В 1948-м снял «Молодую гвардию» по роману Фадеева, с которым дружили с двадцатых, когда тот стал мужем Валерии, двоюродной сестры. «Фадеева я воспринимал как своего первейшего и главнейшего друга». Зарубили и фильм, и сам роман. Одному пришлось переснимать, другому – переписывать.

Вызвали в Кремль глухой ночью. Герасимов сел между Сталиным и Берией.

С Берией дружили – близко. Ходили друг к другу в гости. «Культурный человек», – цокал языком режиссер, рассказывая, как невысокий хозяин дачи, поблескивая лысиной и пенсне, играл им с женой «Лунную сонату» на огромном рояле, увлеченно в него окунувшись.

Лаврентий и Аполлинариевич. Две античные лысины.

В ту кремлевскую ночку Фадеев не явился – загулял. Мог себе позволить. С загулами мирились.

Сталин распекал Герасимова за неправильную эвакуацию населения: «У вас все в фильме бегут, как паникеры!»

Берия посоветовал почитать недавно вышедшую повесть «Гурты на дорогах» про отступление совхоза в первые дни войны.

+---+

#### Задание 1
Отберите все строки, в которых встречается слово «tree», и перепишите их.
Идущие далее строки к тексту отношения не имеют.

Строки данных
+---+

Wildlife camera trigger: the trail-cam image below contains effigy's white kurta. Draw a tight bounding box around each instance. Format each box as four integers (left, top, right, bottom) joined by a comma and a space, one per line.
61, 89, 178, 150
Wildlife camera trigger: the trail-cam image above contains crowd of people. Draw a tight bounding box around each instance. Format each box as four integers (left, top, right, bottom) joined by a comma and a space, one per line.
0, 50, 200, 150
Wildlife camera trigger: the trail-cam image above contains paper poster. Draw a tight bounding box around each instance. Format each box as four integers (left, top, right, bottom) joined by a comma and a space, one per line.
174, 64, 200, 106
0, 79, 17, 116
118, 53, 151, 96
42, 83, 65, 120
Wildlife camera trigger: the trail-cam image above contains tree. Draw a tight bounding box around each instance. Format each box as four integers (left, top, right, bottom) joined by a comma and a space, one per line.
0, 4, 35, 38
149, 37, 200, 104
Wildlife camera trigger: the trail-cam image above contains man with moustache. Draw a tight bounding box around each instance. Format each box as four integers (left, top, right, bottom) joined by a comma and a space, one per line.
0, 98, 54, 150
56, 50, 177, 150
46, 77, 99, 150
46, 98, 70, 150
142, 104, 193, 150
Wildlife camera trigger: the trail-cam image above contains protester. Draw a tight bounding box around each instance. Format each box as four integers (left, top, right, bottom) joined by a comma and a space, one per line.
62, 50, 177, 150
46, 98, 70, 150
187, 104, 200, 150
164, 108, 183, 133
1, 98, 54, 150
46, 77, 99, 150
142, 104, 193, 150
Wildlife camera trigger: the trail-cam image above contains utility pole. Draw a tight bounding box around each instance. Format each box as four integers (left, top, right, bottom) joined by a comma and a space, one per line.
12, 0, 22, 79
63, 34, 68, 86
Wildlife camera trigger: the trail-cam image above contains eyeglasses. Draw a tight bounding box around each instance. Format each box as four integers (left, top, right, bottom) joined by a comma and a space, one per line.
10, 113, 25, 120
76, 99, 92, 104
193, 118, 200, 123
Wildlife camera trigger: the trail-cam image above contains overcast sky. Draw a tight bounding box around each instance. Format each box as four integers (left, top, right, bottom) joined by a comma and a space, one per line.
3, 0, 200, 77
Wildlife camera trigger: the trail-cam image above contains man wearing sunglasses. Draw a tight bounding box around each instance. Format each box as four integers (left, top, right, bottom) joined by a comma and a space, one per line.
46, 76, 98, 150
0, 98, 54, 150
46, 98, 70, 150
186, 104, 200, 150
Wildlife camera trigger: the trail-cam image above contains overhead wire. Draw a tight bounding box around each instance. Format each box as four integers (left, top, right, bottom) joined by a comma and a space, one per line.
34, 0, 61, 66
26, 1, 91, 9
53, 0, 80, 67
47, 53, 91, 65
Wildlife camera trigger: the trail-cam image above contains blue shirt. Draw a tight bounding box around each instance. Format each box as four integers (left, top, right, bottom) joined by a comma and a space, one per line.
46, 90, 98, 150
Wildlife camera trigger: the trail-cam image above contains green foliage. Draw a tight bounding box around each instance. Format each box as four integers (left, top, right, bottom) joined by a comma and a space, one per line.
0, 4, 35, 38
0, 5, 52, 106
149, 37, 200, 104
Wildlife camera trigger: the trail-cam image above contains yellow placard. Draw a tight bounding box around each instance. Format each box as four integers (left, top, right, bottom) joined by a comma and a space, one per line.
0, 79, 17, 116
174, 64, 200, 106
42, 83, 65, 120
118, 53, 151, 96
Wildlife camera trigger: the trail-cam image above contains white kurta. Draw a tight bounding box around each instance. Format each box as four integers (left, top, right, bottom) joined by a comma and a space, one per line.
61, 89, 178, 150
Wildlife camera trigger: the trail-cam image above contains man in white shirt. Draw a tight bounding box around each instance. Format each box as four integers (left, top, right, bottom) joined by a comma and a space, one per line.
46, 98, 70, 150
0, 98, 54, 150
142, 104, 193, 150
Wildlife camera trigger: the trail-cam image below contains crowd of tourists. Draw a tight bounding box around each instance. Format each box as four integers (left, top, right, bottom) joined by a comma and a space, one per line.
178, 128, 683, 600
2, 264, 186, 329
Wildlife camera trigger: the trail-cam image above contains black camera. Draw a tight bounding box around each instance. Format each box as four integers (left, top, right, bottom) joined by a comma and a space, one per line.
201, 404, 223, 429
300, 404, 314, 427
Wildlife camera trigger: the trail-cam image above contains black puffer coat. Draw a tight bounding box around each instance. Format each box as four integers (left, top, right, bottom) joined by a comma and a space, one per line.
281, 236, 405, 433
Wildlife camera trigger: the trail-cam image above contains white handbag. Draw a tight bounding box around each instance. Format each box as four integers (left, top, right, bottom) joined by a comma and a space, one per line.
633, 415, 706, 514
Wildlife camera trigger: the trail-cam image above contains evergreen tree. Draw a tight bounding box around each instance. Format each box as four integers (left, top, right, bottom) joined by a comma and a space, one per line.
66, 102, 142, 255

+---+

#### Задание 2
Допишите продолжение текста о Герасимове и «Молодой гвардии», начиная сразу после его последнего предложения.

#### Ответ 1
Wildlife camera trigger: the trail-cam image above contains tree. Draw a tight bounding box around each instance. Format each box as four integers (left, top, right, bottom) joined by a comma and a space, one per line.
Wildlife camera trigger: the trail-cam image above contains evergreen tree. Draw a tight bounding box around each instance. Format each box as four integers (left, top, right, bottom) joined by a comma and a space, one per line.

#### Ответ 2
– Читали? – вскинулся вождь.

– Читал.

– А кто написал?

Герасимов по ошибке назвал Веревкина – героя книги.

– Веревкин… – передразнил вождь с усмешкой. – Ничего не знаете.

Автором был Виктор Авдеев, за год до того получивший Сталинскую премию.

Вождь сказал, чтобы в фильме усилили роль партии и сняли бы в одной серии вместо двух.

Герасимов стал спорить. Одной серией показать развитие событий и личностей подпольщиков не получится.

– Иосиф Виссарионович, прошу меня отстранить, поручите эту работу другому.

– Что ты делаешь? Соглашайся! – крикнул Берия.

Вождь вышел из-за стола, стал расхаживать с трубкой в усах.

Положил руку на плечо:

– Вы очень упрямый человек…

В кратчайшие сроки обновленный фильм (и все- таки в двух сериях) был готов, народ принял его с восторгом. Очередь стояла от Манежа до «Ударника».

«Жизнь при всей своей горестной краткости менее всего похожа на анкету».

Сталин, Берия, Феллини. Маяковский, Эйзенштейн, Мейерхольд. Марлен Дитрих, Софи Лорен, Нонна Мордюкова. Долгий роман с последней…

Не только актер и режиссер, но и наставник, давший заботливый пинок в большую судьбу несчетному множеству звезд. Во ВГИКе он руководил кафедрой режиссерского и актерского мастерства. Ученики – от Сергея Бондарчука до Киры Муратовой. И конечно, «весьма близкий по духу художник и человек Василий Шукшин», которого снимал жадно – от дебютной проходной роли в «Тихом Доне» до главной роли в фильме «У озера».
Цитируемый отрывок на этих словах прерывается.